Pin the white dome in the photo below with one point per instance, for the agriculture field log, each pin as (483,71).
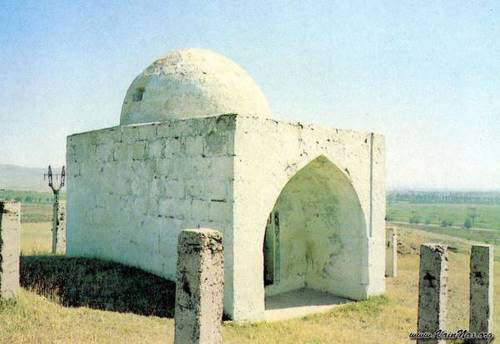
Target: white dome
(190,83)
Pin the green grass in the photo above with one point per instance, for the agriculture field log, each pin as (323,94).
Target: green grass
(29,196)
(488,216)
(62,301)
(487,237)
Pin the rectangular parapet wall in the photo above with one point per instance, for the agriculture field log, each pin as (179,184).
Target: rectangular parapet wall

--

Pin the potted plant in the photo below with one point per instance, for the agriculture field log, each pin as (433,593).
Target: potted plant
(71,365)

--

Pictures excluded, give again exactly and only the lines of the material above from the line with "Pin the white" through the line with "Target: rectangular parapet wall".

## Exercise answer
Pin the white dome in the photo below with one point per instance, for the agriculture field log, each pin as (483,71).
Target: white dome
(190,83)
Pin the green grass in the photo above with one point per instance, for the agriculture field log, each pin as (323,94).
Target: green grass
(29,196)
(488,216)
(62,301)
(487,237)
Pin the rectangular parapet wall in the photo above with one point per instance, for the agriculture field log, each pin as (179,184).
Target: rectangular parapet wall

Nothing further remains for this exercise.